[[ SOURCE EXTRACT, beginning ]]

Thursday, May 10, 2007

US IP Law Forced Down Everybody's Throats

From "Exporting I.P." by James Surowiecki in the New Yorker:

Our recent free-trade agreement with South Korea is a good example. Most of the deal is concerned with lowering tariffs, opening markets to competition, and the like, but an important chunk has nothing to do with free trade at all. Instead, it requires South Korea to rewrite its rules on intellectual property, or I.P.—the rules that deal with patents, copyright, and so on. South Korea will now have to adopt the U.S. and E.U. definition of copyright—extending it to seventy years after the death of the author. South Korea will also have to change its rules on patents, and may have to change its national-health-care policy of reimbursing patients only for certain drugs. All these changes will give current patent and copyright holders stronger protection for longer.

[[ SOURCE EXTRACT, end ]]
[[ SOURCE MATERIAL, beginning ]]

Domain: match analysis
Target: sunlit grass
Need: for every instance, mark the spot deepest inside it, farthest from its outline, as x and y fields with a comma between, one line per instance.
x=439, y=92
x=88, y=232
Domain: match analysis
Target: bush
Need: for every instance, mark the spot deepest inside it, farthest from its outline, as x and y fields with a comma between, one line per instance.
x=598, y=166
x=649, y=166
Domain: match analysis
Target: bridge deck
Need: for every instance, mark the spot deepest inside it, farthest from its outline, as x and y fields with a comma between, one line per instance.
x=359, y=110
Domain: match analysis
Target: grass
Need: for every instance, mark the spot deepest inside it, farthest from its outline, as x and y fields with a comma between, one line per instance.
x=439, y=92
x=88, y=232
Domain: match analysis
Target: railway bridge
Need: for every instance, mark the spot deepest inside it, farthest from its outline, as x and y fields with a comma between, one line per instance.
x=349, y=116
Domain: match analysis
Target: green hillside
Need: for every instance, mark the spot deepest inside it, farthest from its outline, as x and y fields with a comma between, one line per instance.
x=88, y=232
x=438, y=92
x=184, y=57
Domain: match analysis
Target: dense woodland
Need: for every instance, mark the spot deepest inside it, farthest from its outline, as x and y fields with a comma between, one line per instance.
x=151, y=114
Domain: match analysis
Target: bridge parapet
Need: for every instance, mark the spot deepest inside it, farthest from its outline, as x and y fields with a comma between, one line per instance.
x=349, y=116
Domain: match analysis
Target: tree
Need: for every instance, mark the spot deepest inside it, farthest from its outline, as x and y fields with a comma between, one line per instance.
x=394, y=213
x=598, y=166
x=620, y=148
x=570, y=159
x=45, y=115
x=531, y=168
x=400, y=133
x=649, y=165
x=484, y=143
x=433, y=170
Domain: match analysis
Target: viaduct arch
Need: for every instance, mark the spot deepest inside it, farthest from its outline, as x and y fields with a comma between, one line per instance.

[[ SOURCE MATERIAL, end ]]

* _YOUR TASKS_
(a) List every change the free-trade excerpt says South Korea will have to make, or may have to make, under the agreement.
(b) Translate this sentence from the free-trade excerpt into Spanish: "All these changes will give current patent and copyright holders stronger protection for longer."
(c) In the free-trade excerpt, retype everything from "US IP Law Forced" down to "protection for longer.".

* _RESPONSES PER TASK_
(a)
- Rewrite its rules on intellectual property
- Adopt the U.S. and E.U. definition of copyright, extending it to seventy years after the death of the author
- Change its rules on patents
- Possibly change its national-health-care policy of reimbursing patients only for certain drugs

(b) Todos estos cambios darán a los actuales titulares de patentes y derechos de autor una protección más fuerte durante más tiempo.

(c)
US IP Law Forced Down Everybody's Throats

From "Exporting I.P." by James Surowiecki in the New Yorker:

Our recent free-trade agreement with South Korea is a good example. Most of the deal is concerned with lowering tariffs, opening markets to competition, and the like, but an important chunk has nothing to do with free trade at all. Instead, it requires South Korea to rewrite its rules on intellectual property, or I.P.—the rules that deal with patents, copyright, and so on. South Korea will now have to adopt the U.S. and E.U. definition of copyright—extending it to seventy years after the death of the author. South Korea will also have to change its rules on patents, and may have to change its national-health-care policy of reimbursing patients only for certain drugs. All these changes will give current patent and copyright holders stronger protection for longer.